Mr. Snowden put himself at great personal risk physically (from "extraordinary rendition" http://en.wikipedia.org/wiki/E... and the like) and criminally (where he can have his liberty taken from him after some state action) and professionally (hard to work places where the US won't be looking for you).
That is just. What he did was to bring great pressure on the US government to act. 100's of millions of dollars worth of security blown. Years of effort destroyed. He acted against his oath and against his country. There should be very strong repercussions for his actions. It is not a thing he did lightly nor without great thought. I presume that BECAUSE of the physical, criminal and professional danger he thought VERY HARD.
Mr. Snowden acted knowing the dangers, to himself, to his country and to the citizens therein. He believed he had knowledge that others did not, that he had a duty to act as a result and that whatever the consequences to him personally, the good would outweigh the harm. Whether or not you agree that he acted wisely or not is what puts you in the hero / traitor camps. I believe there are gradations between the two. I believe Mr. Snowden falls there.
He is a hero in that he believed that lawmakers were being deceived by the NSA to approve acts that were against the Constitutional rights of the citizens of the United States. He believed that if they really knew what was going on they would stop the NSA from those actions. I believe he was correct: that the NSA was wrong and the authority they acted under was gotten from Congress under false pretenses. That makes Mr. Snowden, in my mind, a hero.
But I am an American with children that I wish to have sleep safely at night. It worries me that a person can do so much damage at such a low level of responsibility. I do not believe every whistleblower is right. I'm not sure it's something we should encourage. Because he did not use the channels already in place (with the Inspector General Act of 1978, Mr. Snowden could have attained the same goals at least in theory. http://www.dodig.mil/Programs/...) he could be considered a criminal. I blame him for not making the attempt.
There is a huge problem with the NSA in this country. Someone had to act. Someone did, in contravention to the law. Mr. Snowden acted by his own reckoning "selflessly." He knew he would pay the price. Thank you Mr. Snowden. You were right. But you can never come home again.
Pay no attention to the man behind the curtain with all your metadata.
https://en.wikipedia.org/wiki/...
https://yourlogicalfallacyis.c...
Although it's certainly important to consider multiple viewpoints in a debate, it's wrong to assume that the truth must lie between two extreme positions.
Personally, I think the guy risked everything to expose what is clearly (to most people in the world) a bad and pointless system. He's certainly more deserving of a Nobel peace prize than Obama, who hasn't even shut down Guantanamo Bay yet. The ironing is delicious.
The assessment that polarization of the discussion over whether Edward Snowden is a traitor or hero probably has little to do with the details of the case. It is a process that is always part of our times. It has to do with the broken dialogues that happen in a society polarized over nearly everything and with how the media we have contribute to that sometimes intentionally. The nuances get lost as they do for many issues because of the pressure to arrive at a snap conclusion, it is the speed of the response demanded by instant media; sometimes caused by the conscious rush to be first into print with an opinion no matter how premature. It is kind of like the effect of CNN 24-hour news; people offering their views before all the facts are in, and the Short Attention Span Theater of news and blogs.

(Given request a)
Which 1978 law do the Snowden comments name as providing channels he could have used?
The entries below have nothing to do with the Snowden comments.

(Supplied entries)
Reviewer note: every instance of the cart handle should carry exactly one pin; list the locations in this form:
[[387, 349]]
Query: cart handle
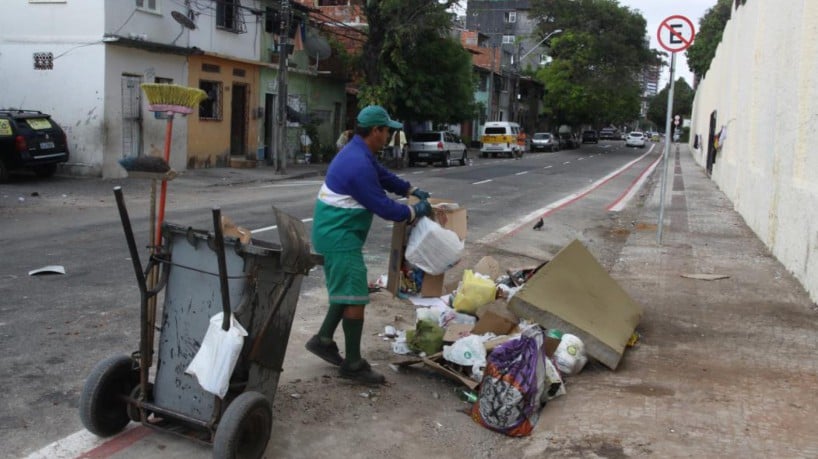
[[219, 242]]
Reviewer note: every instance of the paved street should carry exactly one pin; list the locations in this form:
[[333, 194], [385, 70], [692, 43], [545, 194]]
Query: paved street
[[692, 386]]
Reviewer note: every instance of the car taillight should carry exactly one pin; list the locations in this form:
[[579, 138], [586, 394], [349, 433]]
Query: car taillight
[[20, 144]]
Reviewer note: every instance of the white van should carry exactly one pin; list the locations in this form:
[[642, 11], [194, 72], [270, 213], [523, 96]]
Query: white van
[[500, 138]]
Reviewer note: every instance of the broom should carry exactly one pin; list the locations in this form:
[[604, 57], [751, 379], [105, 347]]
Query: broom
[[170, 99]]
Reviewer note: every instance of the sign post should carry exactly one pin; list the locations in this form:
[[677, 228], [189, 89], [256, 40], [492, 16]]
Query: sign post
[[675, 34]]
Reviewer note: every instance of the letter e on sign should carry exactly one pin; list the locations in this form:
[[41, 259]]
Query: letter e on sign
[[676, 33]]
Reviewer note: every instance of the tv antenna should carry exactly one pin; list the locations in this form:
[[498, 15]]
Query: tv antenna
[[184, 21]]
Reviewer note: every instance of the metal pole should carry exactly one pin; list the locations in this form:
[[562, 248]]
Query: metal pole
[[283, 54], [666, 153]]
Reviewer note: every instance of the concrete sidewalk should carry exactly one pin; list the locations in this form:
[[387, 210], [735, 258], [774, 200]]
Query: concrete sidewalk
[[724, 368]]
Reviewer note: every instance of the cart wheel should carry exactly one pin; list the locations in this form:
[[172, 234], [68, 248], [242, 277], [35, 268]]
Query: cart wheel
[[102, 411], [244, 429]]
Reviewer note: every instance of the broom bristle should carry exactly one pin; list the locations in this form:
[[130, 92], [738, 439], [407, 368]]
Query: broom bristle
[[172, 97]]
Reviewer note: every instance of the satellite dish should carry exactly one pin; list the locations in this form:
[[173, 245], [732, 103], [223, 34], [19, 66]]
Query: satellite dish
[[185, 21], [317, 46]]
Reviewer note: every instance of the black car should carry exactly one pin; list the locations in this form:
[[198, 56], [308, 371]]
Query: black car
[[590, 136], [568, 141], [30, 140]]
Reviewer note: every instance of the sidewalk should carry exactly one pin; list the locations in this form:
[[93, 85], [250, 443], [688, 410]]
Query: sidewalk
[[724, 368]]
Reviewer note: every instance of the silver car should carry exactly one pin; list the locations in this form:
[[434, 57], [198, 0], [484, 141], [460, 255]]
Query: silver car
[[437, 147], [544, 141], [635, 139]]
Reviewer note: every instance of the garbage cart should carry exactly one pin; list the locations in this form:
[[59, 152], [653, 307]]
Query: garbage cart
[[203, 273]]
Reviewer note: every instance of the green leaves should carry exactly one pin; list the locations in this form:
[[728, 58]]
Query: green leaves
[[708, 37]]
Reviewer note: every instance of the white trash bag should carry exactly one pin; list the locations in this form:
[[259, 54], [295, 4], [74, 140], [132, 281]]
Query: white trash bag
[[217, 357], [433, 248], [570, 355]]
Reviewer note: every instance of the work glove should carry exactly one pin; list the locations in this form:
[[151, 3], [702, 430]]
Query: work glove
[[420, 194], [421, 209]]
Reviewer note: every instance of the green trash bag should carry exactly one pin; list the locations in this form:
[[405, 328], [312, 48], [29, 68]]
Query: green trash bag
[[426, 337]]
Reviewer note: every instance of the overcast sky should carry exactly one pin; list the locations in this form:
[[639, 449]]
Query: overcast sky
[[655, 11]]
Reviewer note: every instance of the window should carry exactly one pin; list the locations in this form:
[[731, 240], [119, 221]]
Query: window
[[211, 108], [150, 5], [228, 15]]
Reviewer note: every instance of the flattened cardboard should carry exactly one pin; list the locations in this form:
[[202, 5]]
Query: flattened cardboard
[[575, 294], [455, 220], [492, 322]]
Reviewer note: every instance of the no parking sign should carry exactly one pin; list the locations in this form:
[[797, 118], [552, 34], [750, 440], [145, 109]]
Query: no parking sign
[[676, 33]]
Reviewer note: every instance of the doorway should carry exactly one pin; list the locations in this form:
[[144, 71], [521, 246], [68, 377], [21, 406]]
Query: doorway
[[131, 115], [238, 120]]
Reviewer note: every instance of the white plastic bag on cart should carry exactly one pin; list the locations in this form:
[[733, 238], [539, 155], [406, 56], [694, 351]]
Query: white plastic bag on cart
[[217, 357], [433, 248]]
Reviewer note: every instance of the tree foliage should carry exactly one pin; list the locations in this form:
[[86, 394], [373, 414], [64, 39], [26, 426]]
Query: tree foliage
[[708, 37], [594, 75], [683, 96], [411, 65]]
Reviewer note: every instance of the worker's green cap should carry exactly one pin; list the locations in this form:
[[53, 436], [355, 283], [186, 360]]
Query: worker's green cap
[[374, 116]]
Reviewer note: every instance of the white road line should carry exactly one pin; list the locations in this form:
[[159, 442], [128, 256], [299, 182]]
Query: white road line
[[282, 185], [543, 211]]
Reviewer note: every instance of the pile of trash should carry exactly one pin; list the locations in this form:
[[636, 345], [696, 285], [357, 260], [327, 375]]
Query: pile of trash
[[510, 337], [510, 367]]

(Given request b)
Return every line of the entries that contains the string "road", matching case exactly.

(Written response a)
The Inspector General Act of 1978.

(Written response b)
Reviewer note: every instance of the white road line should carry exactly one pin; list the locations in this form:
Query: white road line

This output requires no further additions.